■ GIVEN TASK A
Render the listing as a Markdown table with the columns "Row" and "Line", leaving out blank lines. Begin at the listing line that contains "plank flooring** ->" and continue through the last line of the listing.

Demo: monitoring environment (15m)

  • Node Exporter
  • Prometheus
  • Grafana: setting up datasource and export dashboard
  • Custom Grafana dashboard as training outcome
  • Adding metrics to Custom Grafana dashboard

Load generation architecture overview (15m)

  • Types of performance testing except stress testing?
  • While monitoring: What type should we use? What performance metrics do we test?
  • Testing vs Monitoring

Demo: load generation tools (15m)

  • JMeter overview
  • Test plan
  • Constants
  • Test plan elements
  • Running test plan: GUI and CLI modes
  • Statistics overview: GUI and CLI mode

Hands-on quest: Modern application remote building, running and monitoring (50m)

■ GIVEN TASK B
Rewrite the workshop agenda from the words "Load generation architecture" through the words "do we test?", changing "stress testing" to "endurance testing".

[Extracted data entries]
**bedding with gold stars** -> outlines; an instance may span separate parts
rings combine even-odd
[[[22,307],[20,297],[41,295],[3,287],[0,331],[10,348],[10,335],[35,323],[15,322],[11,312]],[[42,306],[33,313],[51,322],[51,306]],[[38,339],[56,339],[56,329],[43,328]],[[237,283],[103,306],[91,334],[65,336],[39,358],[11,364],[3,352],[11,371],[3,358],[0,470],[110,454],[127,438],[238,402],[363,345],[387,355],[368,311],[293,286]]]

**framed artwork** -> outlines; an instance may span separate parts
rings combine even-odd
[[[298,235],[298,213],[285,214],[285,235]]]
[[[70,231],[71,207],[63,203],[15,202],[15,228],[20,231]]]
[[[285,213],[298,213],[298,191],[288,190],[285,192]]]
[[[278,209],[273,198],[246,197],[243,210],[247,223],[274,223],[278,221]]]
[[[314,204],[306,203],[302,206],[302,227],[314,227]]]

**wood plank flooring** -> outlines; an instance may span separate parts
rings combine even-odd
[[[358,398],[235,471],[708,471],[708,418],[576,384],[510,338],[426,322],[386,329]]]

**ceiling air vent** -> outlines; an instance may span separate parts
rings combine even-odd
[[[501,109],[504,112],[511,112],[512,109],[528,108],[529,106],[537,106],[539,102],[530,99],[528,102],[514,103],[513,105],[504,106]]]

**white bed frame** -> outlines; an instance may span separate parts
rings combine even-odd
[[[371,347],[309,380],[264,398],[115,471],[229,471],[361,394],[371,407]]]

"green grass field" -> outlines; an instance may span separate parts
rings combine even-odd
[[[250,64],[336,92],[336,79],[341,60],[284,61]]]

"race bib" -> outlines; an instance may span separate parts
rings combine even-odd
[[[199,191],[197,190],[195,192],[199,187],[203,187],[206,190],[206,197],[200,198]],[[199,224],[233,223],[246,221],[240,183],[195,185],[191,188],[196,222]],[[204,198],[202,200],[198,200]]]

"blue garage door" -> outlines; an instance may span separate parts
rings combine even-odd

■ ANSWER A
| Row | Line |
|---|---|
| 1 | **wood plank flooring** -> outlines; an instance may span separate parts |
| 2 | rings combine even-odd |
| 3 | [[[358,398],[235,471],[708,471],[708,418],[576,384],[510,338],[426,322],[386,329]]] |
| 4 | **ceiling air vent** -> outlines; an instance may span separate parts |
| 5 | rings combine even-odd |
| 6 | [[[501,109],[504,112],[511,112],[512,109],[528,108],[529,106],[537,106],[539,102],[530,99],[528,102],[514,103],[513,105],[504,106]]] |
| 7 | **white bed frame** -> outlines; an instance may span separate parts |
| 8 | rings combine even-odd |
| 9 | [[[371,347],[309,380],[264,398],[115,471],[229,471],[361,394],[371,407]]] |
| 10 | "green grass field" -> outlines; an instance may span separate parts |
| 11 | rings combine even-odd |
| 12 | [[[250,64],[336,92],[336,79],[341,60],[284,61]]] |
| 13 | "race bib" -> outlines; an instance may span separate parts |
| 14 | rings combine even-odd |
| 15 | [[[199,191],[197,190],[195,192],[199,187],[203,187],[206,190],[206,197],[200,198]],[[199,224],[233,223],[246,221],[240,183],[195,185],[191,188],[196,222]],[[204,198],[202,200],[198,200]]] |
| 16 | "blue garage door" -> outlines; an instance may span separate parts |
| 17 | rings combine even-odd |

■ ANSWER B
Load generation architecture overview (15m)

  • Types of performance testing except endurance testing?
  • While monitoring: What type should we use? What performance metrics do we test?